** Stored data entries **
────────────────────
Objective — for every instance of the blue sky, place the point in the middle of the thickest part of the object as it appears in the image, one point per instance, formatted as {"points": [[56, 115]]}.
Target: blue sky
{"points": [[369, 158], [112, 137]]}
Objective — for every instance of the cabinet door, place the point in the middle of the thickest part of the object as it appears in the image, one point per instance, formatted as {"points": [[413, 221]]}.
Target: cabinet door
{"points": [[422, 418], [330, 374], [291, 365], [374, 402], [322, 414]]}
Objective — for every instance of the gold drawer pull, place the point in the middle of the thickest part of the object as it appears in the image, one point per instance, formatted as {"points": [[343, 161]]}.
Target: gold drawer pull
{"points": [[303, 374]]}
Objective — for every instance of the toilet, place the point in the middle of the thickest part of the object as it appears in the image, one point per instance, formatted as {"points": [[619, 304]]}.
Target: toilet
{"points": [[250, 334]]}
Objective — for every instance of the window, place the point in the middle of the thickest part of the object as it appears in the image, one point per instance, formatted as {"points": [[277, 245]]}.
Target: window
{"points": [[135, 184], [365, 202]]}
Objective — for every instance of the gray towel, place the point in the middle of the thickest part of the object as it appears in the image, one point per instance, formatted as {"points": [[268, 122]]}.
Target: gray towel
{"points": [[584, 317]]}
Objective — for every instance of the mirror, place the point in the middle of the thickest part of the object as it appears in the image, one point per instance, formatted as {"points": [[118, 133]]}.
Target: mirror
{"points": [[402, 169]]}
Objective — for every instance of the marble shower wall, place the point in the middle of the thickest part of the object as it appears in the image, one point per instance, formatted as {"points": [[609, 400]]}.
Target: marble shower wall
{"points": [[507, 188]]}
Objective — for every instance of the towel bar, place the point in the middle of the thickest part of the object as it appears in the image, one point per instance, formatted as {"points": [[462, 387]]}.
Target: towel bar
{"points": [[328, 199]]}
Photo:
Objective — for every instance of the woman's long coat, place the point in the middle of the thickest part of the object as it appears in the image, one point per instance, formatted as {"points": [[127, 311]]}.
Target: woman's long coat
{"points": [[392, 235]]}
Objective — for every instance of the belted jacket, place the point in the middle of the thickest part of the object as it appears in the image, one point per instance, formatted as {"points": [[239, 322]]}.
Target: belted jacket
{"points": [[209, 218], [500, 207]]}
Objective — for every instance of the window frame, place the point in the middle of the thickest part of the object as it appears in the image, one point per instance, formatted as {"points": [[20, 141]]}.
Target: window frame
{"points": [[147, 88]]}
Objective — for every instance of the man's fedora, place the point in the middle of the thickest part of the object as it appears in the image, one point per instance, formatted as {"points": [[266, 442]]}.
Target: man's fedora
────────────────────
** WHAT TO PRODUCE **
Nothing but an exact copy of the records belongs in the answer.

** COMPLETED EXERCISE **
Objective — for every instance of the blue sky, place the point in the middle of the thickest part of the object as it appears in the image, one point per instance, formatted as {"points": [[56, 115]]}.
Target: blue sky
{"points": [[369, 158], [112, 137]]}
Objective — for every instance of the cabinet door, place the point in the middle of the thickest part of the object as it appears in the image, one point per instance, formatted as {"points": [[413, 221]]}.
Target: cabinet door
{"points": [[422, 418], [330, 374], [291, 365], [374, 402], [322, 414]]}
Objective — for every instance of the gold drawer pull, place the point in the middle of the thickest part of the object as it appears in the image, one point per instance, formatted as {"points": [[343, 161]]}.
Target: gold drawer pull
{"points": [[303, 374]]}
Objective — for every instance of the toilet, place the point in the middle of the thickest part of the object as it appears in the image, one point per instance, formatted as {"points": [[619, 304]]}.
Target: toilet
{"points": [[250, 334]]}
Objective — for every instance of the window, place the point in the middle of the thickest part of the object as it appears in the image, one point per instance, formatted as {"points": [[277, 245]]}.
Target: window
{"points": [[135, 184], [365, 202]]}
Objective — for every instance of the gray towel, place the point in the middle of the thickest part of the object as it appears in the image, one point per instance, formatted as {"points": [[268, 122]]}.
Target: gray towel
{"points": [[584, 317]]}
Objective — for every instance of the mirror, place the point in the middle of the thickest part of the object as it appears in the image, one point per instance, formatted as {"points": [[118, 133]]}.
Target: mirror
{"points": [[402, 169]]}
Objective — for every instance of the marble shower wall, place the point in the middle of the thickest part of the object as it appears in the image, one point per instance, formatted as {"points": [[609, 400]]}.
Target: marble shower wall
{"points": [[507, 188]]}
Objective — for every instance of the towel bar, place the point in the middle of the thickest part of the object as it appears in the image, one point per instance, formatted as {"points": [[462, 387]]}.
Target: towel bar
{"points": [[328, 199]]}
Photo:
Objective — for every instance of the woman's long coat, place the point in the middle of the thickest part of the object as it appears in the image, one point per instance, formatted as {"points": [[127, 311]]}.
Target: woman's long coat
{"points": [[392, 235]]}
Objective — for every instance of the belted jacket, place the point in the middle of the thickest part of the object as it appears in the image, one point per instance, formatted as {"points": [[239, 322]]}.
Target: belted jacket
{"points": [[209, 218], [500, 207]]}
Objective — for every instance of the window frame, place the point in the middle of the thickest part of the object as it appears in the image, one point per instance, formatted as {"points": [[20, 141]]}.
Target: window frame
{"points": [[147, 88]]}
Objective — for every instance of the man's fedora, place the point in the middle of the thickest part of the object as it appears in the image, one point per instance, formatted as {"points": [[266, 442]]}.
Target: man's fedora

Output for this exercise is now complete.